>> begin GIVEN DATA

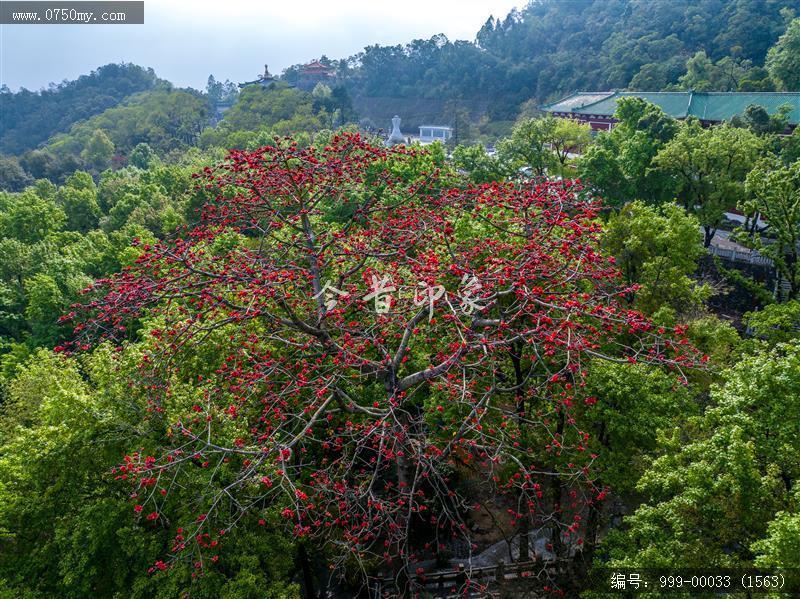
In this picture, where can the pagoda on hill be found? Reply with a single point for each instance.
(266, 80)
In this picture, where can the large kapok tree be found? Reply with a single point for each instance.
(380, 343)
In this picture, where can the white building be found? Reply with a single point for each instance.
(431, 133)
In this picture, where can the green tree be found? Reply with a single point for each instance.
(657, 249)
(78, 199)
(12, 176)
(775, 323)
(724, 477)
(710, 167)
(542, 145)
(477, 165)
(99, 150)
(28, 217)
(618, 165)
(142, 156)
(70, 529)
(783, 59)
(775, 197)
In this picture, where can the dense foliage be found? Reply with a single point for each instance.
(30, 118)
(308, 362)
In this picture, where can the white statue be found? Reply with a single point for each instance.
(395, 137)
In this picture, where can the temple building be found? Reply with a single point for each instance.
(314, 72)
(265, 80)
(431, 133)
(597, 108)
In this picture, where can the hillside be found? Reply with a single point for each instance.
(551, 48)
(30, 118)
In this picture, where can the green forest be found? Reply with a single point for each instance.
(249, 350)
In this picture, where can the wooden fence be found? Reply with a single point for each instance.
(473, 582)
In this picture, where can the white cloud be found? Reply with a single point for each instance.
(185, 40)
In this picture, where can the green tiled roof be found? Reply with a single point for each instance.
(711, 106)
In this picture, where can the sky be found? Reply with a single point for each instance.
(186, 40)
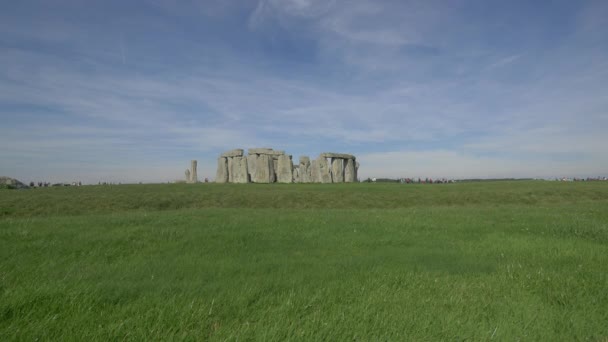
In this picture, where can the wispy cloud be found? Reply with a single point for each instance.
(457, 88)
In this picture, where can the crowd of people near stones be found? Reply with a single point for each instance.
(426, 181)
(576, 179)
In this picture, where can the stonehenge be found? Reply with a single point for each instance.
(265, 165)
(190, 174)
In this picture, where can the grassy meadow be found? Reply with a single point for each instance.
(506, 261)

>> end GIVEN DATA
>> begin GIVEN DATA

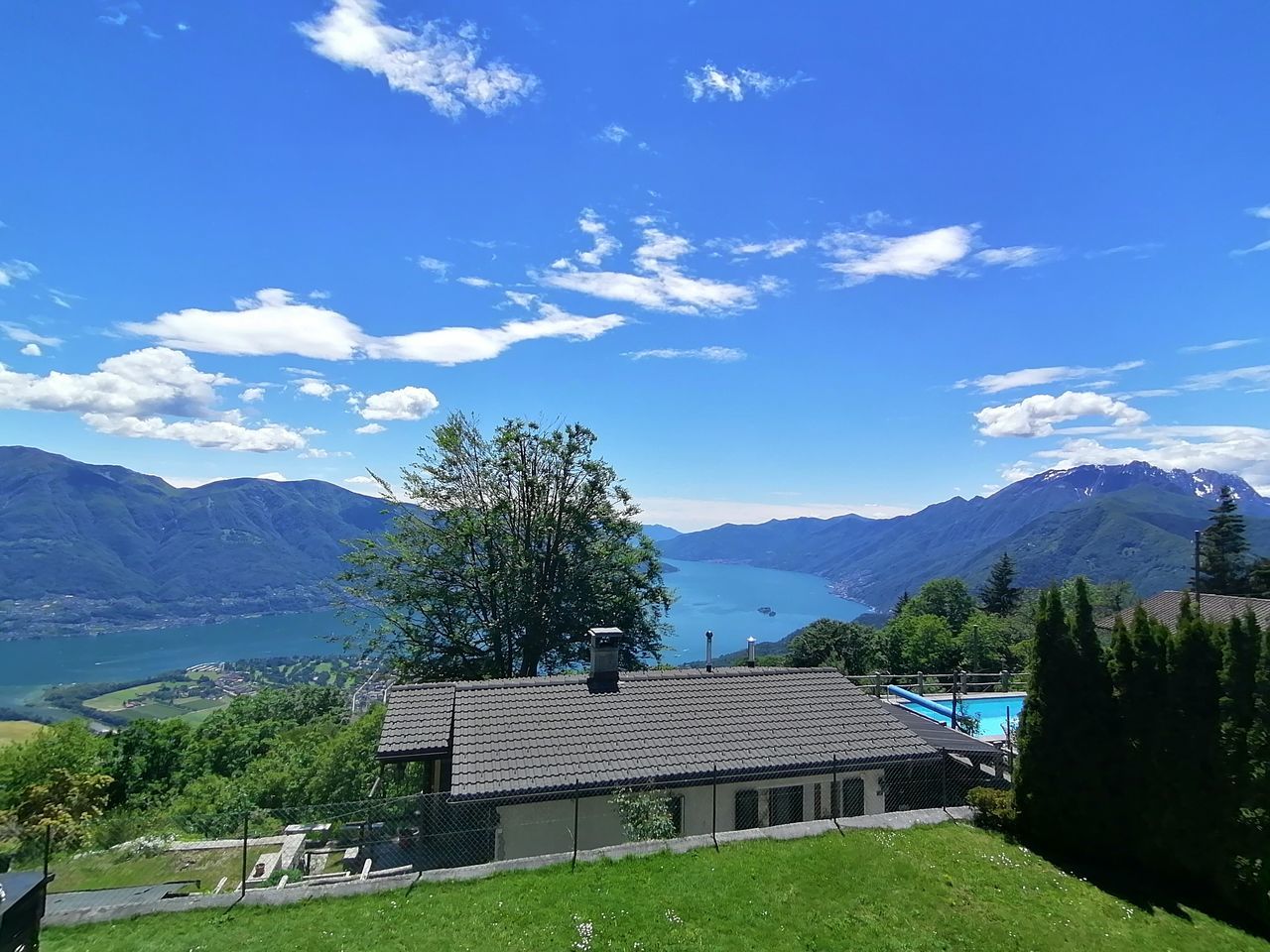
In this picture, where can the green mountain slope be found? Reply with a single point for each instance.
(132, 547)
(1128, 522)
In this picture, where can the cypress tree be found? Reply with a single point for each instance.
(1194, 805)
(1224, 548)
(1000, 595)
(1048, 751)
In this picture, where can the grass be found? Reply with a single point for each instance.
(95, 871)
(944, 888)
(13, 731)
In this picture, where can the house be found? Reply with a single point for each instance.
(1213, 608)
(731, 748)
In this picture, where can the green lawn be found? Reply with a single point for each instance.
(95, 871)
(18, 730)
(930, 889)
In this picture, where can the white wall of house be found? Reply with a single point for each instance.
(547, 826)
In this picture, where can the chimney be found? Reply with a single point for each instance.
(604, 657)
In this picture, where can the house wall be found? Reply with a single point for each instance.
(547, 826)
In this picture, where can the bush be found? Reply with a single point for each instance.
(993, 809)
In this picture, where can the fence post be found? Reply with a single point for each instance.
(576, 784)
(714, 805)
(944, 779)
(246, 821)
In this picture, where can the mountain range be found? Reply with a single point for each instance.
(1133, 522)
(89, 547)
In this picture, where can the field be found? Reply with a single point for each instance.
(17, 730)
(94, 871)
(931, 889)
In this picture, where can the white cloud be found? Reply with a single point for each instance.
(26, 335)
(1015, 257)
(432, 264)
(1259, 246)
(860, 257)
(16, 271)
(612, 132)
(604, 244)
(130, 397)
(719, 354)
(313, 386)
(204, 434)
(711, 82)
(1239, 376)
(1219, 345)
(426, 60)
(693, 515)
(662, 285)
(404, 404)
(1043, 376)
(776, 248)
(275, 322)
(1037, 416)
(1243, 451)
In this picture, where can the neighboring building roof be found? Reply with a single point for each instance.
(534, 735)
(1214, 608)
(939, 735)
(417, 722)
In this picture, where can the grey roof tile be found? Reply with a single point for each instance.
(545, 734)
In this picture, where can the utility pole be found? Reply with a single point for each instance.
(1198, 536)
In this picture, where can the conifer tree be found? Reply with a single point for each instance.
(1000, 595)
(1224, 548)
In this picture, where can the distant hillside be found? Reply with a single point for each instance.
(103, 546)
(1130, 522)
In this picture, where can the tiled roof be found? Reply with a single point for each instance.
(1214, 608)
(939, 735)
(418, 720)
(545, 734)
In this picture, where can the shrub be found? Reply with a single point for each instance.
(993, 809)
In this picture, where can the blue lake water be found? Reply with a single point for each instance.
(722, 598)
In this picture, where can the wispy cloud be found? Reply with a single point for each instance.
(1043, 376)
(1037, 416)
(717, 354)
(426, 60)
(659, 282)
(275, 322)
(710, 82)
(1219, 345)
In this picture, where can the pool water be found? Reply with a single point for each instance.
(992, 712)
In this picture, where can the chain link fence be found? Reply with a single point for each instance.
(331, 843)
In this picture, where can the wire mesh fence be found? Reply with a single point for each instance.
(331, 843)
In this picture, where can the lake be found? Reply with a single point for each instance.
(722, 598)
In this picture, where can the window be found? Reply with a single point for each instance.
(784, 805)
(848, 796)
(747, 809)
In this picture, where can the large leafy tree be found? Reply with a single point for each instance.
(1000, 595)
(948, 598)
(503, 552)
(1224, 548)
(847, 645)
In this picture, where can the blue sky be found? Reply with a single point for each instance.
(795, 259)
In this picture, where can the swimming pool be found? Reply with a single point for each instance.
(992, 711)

>> end GIVEN DATA
>> begin GIVEN DATA

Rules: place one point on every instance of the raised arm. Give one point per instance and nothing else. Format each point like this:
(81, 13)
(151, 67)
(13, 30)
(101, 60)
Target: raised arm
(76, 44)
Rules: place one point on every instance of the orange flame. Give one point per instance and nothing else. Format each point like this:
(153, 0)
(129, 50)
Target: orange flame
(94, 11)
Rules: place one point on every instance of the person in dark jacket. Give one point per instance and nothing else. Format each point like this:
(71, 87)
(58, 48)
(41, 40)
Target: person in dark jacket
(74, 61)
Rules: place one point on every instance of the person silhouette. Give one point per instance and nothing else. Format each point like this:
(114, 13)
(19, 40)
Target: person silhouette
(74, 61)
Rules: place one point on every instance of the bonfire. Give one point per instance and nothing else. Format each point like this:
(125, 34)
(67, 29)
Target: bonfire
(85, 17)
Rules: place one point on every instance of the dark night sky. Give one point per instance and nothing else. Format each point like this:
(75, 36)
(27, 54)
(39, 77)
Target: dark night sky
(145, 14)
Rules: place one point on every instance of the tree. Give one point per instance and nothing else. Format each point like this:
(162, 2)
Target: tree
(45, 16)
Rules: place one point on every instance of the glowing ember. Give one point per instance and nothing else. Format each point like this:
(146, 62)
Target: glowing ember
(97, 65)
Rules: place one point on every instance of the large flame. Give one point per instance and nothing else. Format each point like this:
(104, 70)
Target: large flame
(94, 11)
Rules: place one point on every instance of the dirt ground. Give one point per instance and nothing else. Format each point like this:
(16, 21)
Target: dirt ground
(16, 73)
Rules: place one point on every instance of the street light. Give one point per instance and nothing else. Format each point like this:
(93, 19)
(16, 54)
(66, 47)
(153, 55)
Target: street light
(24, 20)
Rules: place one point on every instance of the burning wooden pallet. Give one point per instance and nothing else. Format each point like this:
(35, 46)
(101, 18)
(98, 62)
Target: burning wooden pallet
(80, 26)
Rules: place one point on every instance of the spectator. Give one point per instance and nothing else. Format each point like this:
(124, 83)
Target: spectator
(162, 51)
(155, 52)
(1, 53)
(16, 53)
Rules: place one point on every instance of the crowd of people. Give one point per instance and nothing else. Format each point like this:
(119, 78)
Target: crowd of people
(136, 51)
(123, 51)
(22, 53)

>> end GIVEN DATA

• [REQUEST]
Identify each line in the records that contains the string "street", and copy those lines.

• [RESPONSE]
Rules: place one point on every instance of the street light. Give one point per instance and nothing else. Format each point like this:
Target: street light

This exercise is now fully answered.